> [QUELLDOKUMENT]:
:::
Seine amtspflichten versah er auf das gewissenhafteste. »Ich höre,« schreibt er am 3. Januar 1715, »man hält mich für einen tüchtigen dechanten und glaubt, dass ich gutes thun will. Meine meinung ist, dass, wenn ein mann die welt nicht bessern kann, er alte schuhe ausbessern sollte, falls er nichts besseres thun kann, und deshalb bestrebe ich mich, in dem kleinen kreise, in den ich gestellt bin, alles gute zu thun, dessen ich fähig bin.« Er verteidigte seine gerechtsame gegen übergriffe des erzbischofs, führte ein strenges regiment über sein kapitel und seinen kirchenchor, war seinen untergebenen ein etwas barscher, aber wohlwollender herr und den armen seines sprengels ein unermüdlicher und aufopfernder wohlthäter. Auch machte er gartenanlagen und bauten, besonders in seinem vikariat zu Laracor.

Oft klagt Swift in den briefen über seine gesundheit. Er litt seit seinem jünglingsalter an zeitweiliger taubheit, ohrensausen und schwindel, leiden, die mit dem alter zunahmen und schliesslich zum vollständigen verfall seiner geistigen kräfte führten. Die mittel, die er hiergegen anwandte, waren körperliche übungen, gehen, rudern und besonders reiten, enthaltsamkeit von angestrengtem denken und beschäftigung mit kleinigkeiten.
:::
> [ANGEZEIGTE DATEN]:
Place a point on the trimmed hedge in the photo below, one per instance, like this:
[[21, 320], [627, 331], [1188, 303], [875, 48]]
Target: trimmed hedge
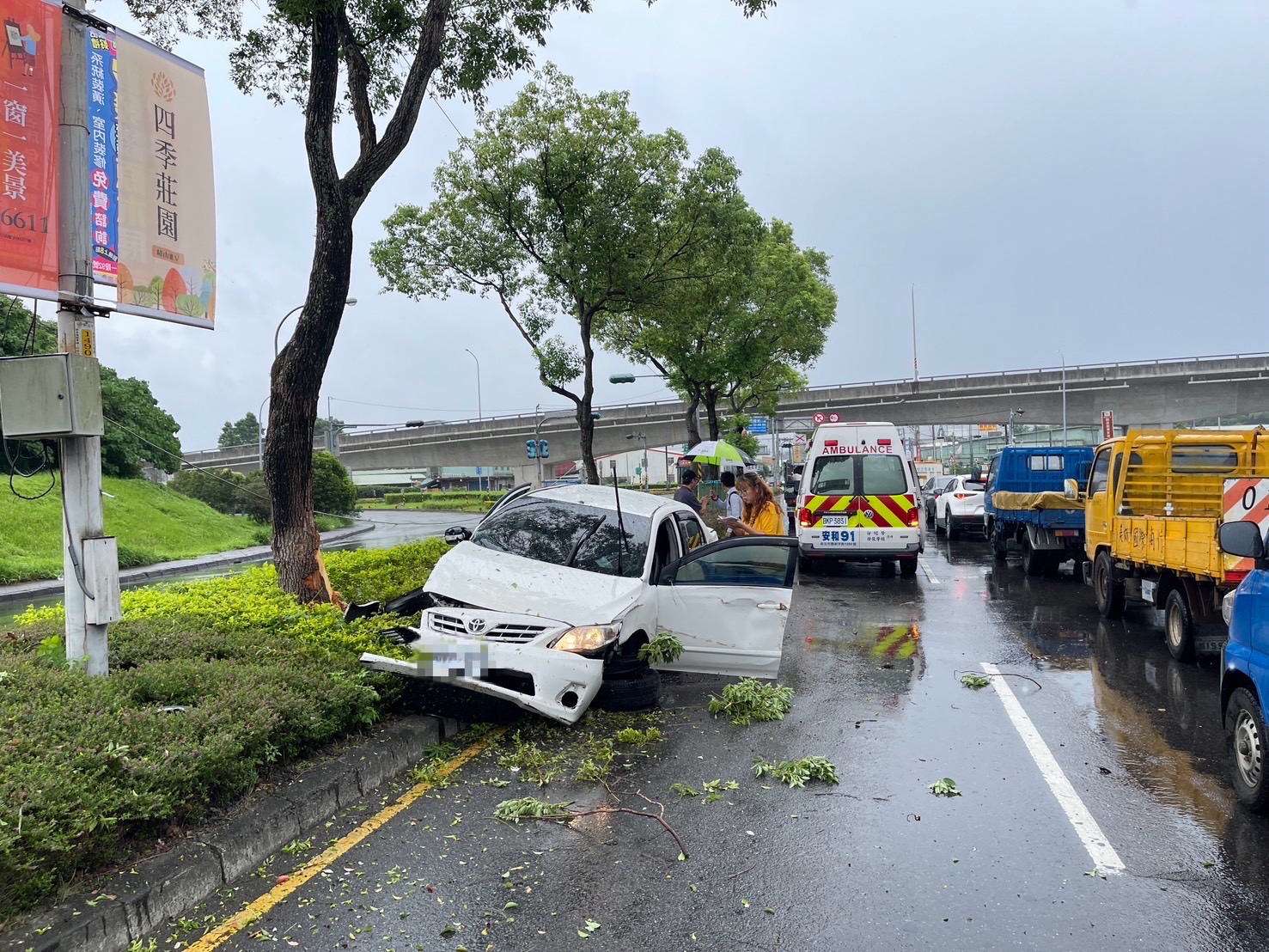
:::
> [AUFGABE]:
Schreibe aus dem Text über Swift den Abschnitt wortgetreu ab, der mit den Worten „Oft klagt Swift“ einsetzt und mit „beschäftigung mit kleinigkeiten.“ schließt. Die Zeilen werden hierfür nicht gebraucht.

> [VOLLSTÄNDIGE ANTWORT]:
Oft klagt Swift in den briefen über seine gesundheit. Er litt seit seinem jünglingsalter an zeitweiliger taubheit, ohrensausen und schwindel, leiden, die mit dem alter zunahmen und schliesslich zum vollständigen verfall seiner geistigen kräfte führten. Die mittel, die er hiergegen anwandte, waren körperliche übungen, gehen, rudern und besonders reiten, enthaltsamkeit von angestrengtem denken und beschäftigung mit kleinigkeiten.